-- Required work --
Within the records, find every line that includes the word "exact" and copy it.

┄┄┄┄┄┄

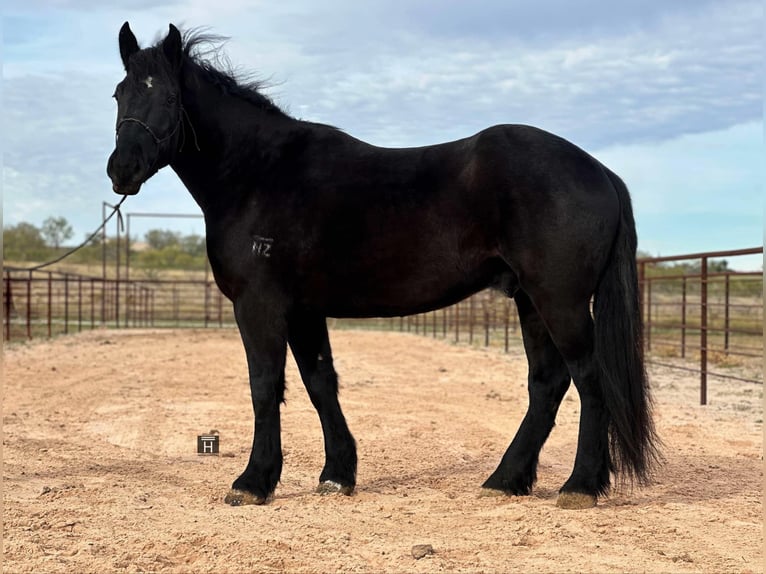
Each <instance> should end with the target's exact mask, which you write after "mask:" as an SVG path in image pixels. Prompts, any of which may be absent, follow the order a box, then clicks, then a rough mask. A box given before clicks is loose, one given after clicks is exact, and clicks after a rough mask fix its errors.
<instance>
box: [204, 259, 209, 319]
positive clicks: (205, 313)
mask: <svg viewBox="0 0 766 574" xmlns="http://www.w3.org/2000/svg"><path fill="white" fill-rule="evenodd" d="M205 269H207V267H206V268H205ZM209 307H210V283H209V282H208V281H205V328H206V329H207V327H208V321H209V318H210V312H209V311H210V309H209Z"/></svg>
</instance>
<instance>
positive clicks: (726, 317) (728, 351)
mask: <svg viewBox="0 0 766 574" xmlns="http://www.w3.org/2000/svg"><path fill="white" fill-rule="evenodd" d="M729 277H730V274H729V272H728V271H727V272H726V275H725V276H724V294H723V297H724V299H723V309H724V311H723V349H724V352H725V353H726V354H727V355H728V354H729V323H730V320H729V293H730V291H731V285H730V282H729Z"/></svg>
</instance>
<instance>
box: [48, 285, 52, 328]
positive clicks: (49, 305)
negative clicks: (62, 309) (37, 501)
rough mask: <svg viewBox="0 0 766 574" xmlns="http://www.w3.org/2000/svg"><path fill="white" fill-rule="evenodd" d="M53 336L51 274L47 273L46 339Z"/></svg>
mask: <svg viewBox="0 0 766 574" xmlns="http://www.w3.org/2000/svg"><path fill="white" fill-rule="evenodd" d="M52 336H53V273H51V272H50V271H48V338H49V339H50V338H51V337H52Z"/></svg>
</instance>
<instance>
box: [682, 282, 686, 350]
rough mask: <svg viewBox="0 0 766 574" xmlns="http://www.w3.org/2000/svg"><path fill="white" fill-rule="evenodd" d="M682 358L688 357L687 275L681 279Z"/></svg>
mask: <svg viewBox="0 0 766 574" xmlns="http://www.w3.org/2000/svg"><path fill="white" fill-rule="evenodd" d="M681 358H682V359H685V358H686V277H684V278H683V280H682V281H681Z"/></svg>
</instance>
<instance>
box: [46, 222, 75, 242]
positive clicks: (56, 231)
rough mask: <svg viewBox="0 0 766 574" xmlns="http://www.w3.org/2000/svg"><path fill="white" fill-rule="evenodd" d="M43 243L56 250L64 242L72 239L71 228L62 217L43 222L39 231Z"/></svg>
mask: <svg viewBox="0 0 766 574" xmlns="http://www.w3.org/2000/svg"><path fill="white" fill-rule="evenodd" d="M40 231H41V233H42V236H43V237H44V238H45V241H46V242H47V244H48V245H50V246H51V247H55V248H56V249H58V248H59V247H61V244H62V243H64V241H67V240H69V239H72V236H73V235H74V231H73V230H72V226H71V225H69V222H68V221H67V220H66V218H64V217H49V218H48V219H46V220H45V221H43V226H42V229H41V230H40Z"/></svg>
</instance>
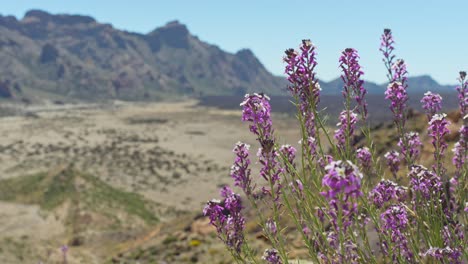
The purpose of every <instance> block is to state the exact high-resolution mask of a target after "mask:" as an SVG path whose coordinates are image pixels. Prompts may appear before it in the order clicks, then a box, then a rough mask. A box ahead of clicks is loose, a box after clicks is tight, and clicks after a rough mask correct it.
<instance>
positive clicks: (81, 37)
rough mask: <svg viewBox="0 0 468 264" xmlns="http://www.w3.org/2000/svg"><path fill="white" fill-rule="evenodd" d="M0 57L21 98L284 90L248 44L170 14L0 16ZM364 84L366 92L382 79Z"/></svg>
mask: <svg viewBox="0 0 468 264" xmlns="http://www.w3.org/2000/svg"><path fill="white" fill-rule="evenodd" d="M0 61H1V62H0V76H1V77H0V97H1V98H9V99H17V100H24V101H37V100H43V99H48V100H55V101H62V100H65V101H67V100H84V101H95V100H109V99H111V100H112V99H123V100H163V99H168V98H179V97H181V96H182V97H190V98H197V97H201V96H209V95H235V96H239V95H243V94H245V93H251V92H265V93H268V94H271V95H286V94H287V89H286V85H287V81H286V80H285V78H284V77H280V76H275V75H273V74H271V73H270V72H269V71H268V70H267V69H266V68H265V67H264V65H263V64H262V63H261V61H260V60H259V59H258V58H257V57H256V56H255V54H254V53H253V52H252V51H251V50H249V49H240V50H239V51H237V52H235V53H229V52H226V51H223V50H222V49H221V48H219V47H218V46H216V45H213V44H209V43H207V42H205V41H202V40H200V39H199V38H198V37H197V36H195V35H193V34H191V33H190V31H189V30H188V28H187V26H186V25H184V24H181V23H180V22H179V21H177V20H174V21H170V22H168V23H167V24H166V25H164V26H162V27H157V28H155V29H154V30H152V31H150V32H149V33H147V34H140V33H135V32H128V31H124V30H119V29H116V28H114V27H113V26H112V25H111V24H103V23H100V22H98V21H96V20H95V19H94V18H92V17H90V16H83V15H69V14H50V13H47V12H45V11H41V10H30V11H28V12H26V14H25V15H24V17H23V18H22V19H17V18H16V17H13V16H0ZM423 77H424V76H423ZM426 77H428V76H426ZM418 78H419V77H413V78H409V82H410V84H411V83H413V84H415V85H416V86H417V87H418V88H417V89H416V90H418V92H420V90H423V89H424V87H430V88H431V89H432V90H435V91H436V92H437V91H438V90H446V89H447V87H446V86H441V85H439V84H438V83H437V82H435V81H434V80H433V79H432V78H430V77H429V79H428V78H423V79H421V80H419V79H418ZM321 84H322V88H323V92H324V93H325V94H339V93H341V88H342V86H341V82H340V80H339V79H338V80H333V81H330V82H321ZM421 84H422V85H421ZM365 86H366V87H368V90H369V93H376V92H381V89H382V87H383V85H377V84H375V83H372V82H366V84H365ZM421 87H422V88H421ZM410 92H411V90H410Z"/></svg>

┄┄┄┄┄┄

-- Answer section --
Each <instance> should end with the target's exact mask, which you write after "mask:" as an SVG path in image pixels. Prompts, any of which may be absent, follow the order a box, then clicks, then a rough mask. A box given before clicks is loose, one given after clicks is exact, and clicks after a rough mask fix its errors.
The purpose of every <instance> block is to state the exact high-resolution mask of a target after "mask:" as an SVG path whose coordinates are image pixels. Prompts may appear before it in the order clicks, then a box, then a rough mask. A box ahead of clicks is loose, a box after clicks is tight, and clicks after a rough mask correct it.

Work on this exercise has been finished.